Hello,
I was wondering about the usefulness of the VO2 max feature on the Venu 3 in general. Firstly, it can only be used during outdoor activities, and secondly, it requires at least 70% of your max heart rate if I'm not mistaken as it attempts to "guess" your VO2max from your pace and your heart rate, and that's it... which means the only way to realistically measure your VO2 max is to go running outdoors, cause you would have to be walking battlepace to come remotely close to 70% of your max heart rate. Now I typically go running through the woods 2-3 times a week where satellite coverage probably is not that great. I only noticed that today when my pace jumped from 6/km to 5:20/km within 10 seconds without me noticably speeding up or slowing down, and my overall pace for this kilometer was at 5,35/km. I'm also writing this cause I started running maybe 3 months ago and my VO2 max went up surprisingly fast from 39 to 45 over the 2 months when my fitness level had increased to the point where I could run 5km in under 30 minutes without feeling destroyed afterwards (I do this entirely for my overall fitness and health, so I'm not training for the next triathlon. So I may shoot for 10km, but that's not the point I'm trying to make anyway ;-) ).

- [Record extracts]
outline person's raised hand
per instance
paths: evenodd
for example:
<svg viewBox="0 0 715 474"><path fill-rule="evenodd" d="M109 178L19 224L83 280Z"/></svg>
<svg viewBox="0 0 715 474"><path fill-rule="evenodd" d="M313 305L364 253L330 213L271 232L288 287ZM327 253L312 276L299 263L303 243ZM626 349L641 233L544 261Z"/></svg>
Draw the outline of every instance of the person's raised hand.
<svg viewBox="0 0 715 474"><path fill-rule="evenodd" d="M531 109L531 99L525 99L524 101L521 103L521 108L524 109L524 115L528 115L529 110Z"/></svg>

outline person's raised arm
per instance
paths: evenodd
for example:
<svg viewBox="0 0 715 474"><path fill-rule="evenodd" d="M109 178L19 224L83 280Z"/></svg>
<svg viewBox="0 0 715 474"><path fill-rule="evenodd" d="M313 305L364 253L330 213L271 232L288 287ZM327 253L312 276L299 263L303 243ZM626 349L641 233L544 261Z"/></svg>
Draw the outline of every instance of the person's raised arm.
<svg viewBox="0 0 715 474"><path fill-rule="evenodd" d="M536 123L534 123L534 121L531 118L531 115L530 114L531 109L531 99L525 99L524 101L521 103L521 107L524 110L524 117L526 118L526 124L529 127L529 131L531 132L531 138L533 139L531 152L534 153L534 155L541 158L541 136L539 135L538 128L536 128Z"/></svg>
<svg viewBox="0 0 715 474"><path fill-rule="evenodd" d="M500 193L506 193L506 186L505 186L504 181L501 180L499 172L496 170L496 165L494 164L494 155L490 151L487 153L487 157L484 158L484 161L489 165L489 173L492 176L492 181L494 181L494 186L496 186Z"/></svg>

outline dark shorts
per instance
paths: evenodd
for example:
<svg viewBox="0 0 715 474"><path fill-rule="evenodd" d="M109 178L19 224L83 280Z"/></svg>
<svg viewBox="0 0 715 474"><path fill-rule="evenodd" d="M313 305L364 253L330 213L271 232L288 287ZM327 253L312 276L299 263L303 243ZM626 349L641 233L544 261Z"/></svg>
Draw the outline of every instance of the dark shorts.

- [Requirement A]
In the Venu 3 VO2 max post, how much did the writer's VO2 max rise, and over what period?
- [Requirement B]
In the Venu 3 VO2 max post, could you rewrite the paragraph beginning "I was wondering about the usefulness" as a short bulleted list that keeps its main facts?
- [Requirement C]
Can you continue the Venu 3 VO2 max post, picking up right after its last sentence?

- [Written response A]
It rose from 39 to 45 over two months.

- [Written response B]
- The writer questions how useful the Venu 3's VO2 max feature is.
- It works only during outdoor activities.
- The writer believes it needs at least 70% of max heart rate, since it estimates VO2 max from pace and heart rate.
- So running outdoors is the only realistic way to measure it, because walking would rarely reach that heart rate.
- The writer runs through the woods 2–3 times a week, where satellite coverage is probably poor.
- On one run, pace jumped from 6/km to 5:20/km within 10 seconds with no noticeable change in speed. That kilometer averaged 5:35/km.
- The writer began running about 3 months ago. VO2 max rose from 39 to 45 over 2 months, by which time they could run 5 km in under 30 minutes without feeling destroyed.
- They run for general fitness and health, not for competition, and may aim for 10 km.

- [Written response C]
Also, my resting heart rate has decreased from 65+ to 55 and below. I even hit a resting heart rate of 52 occasionally, and my lowest pulse in any given night now typically hovers around 50. None of this is surprising considering I used to do alot of high intensity sports when growing up (between the age of 9 -19/20 I played both soccer and badminton on a professional level, and my lowest pulse at 19 was at 43, which the cardiologist wasn't too happy about but which I've read is not so uncommon in athletes). I hold a PhD in biology (I'm 39 now btw), so I know that muscle memory / epigenetics are probably the most likely explanation for my ability to seemingly rapidly adapt to going back to doing more sports.Now, what is starting to really annoy me is, that over the last weeks my VO2 max has consistently gone back down from 45 to 43 over the last couple of weeks (going on 42 after my latest run today) while simultaneously my resting heart rate keeps decreasing, I sleep better. It is probably entirely coincidental that it jumped to 45 when my wife and I chose another running track, which happened to be around a large lake with next to no trees instead of the woods we usually choose as the forest is alot closer to our home and especially in summer just more feasible (I'm not such an fanatical runner that I would go outside and even try at 30°C+, so I typically run before work after dropping off my wife at her workplace).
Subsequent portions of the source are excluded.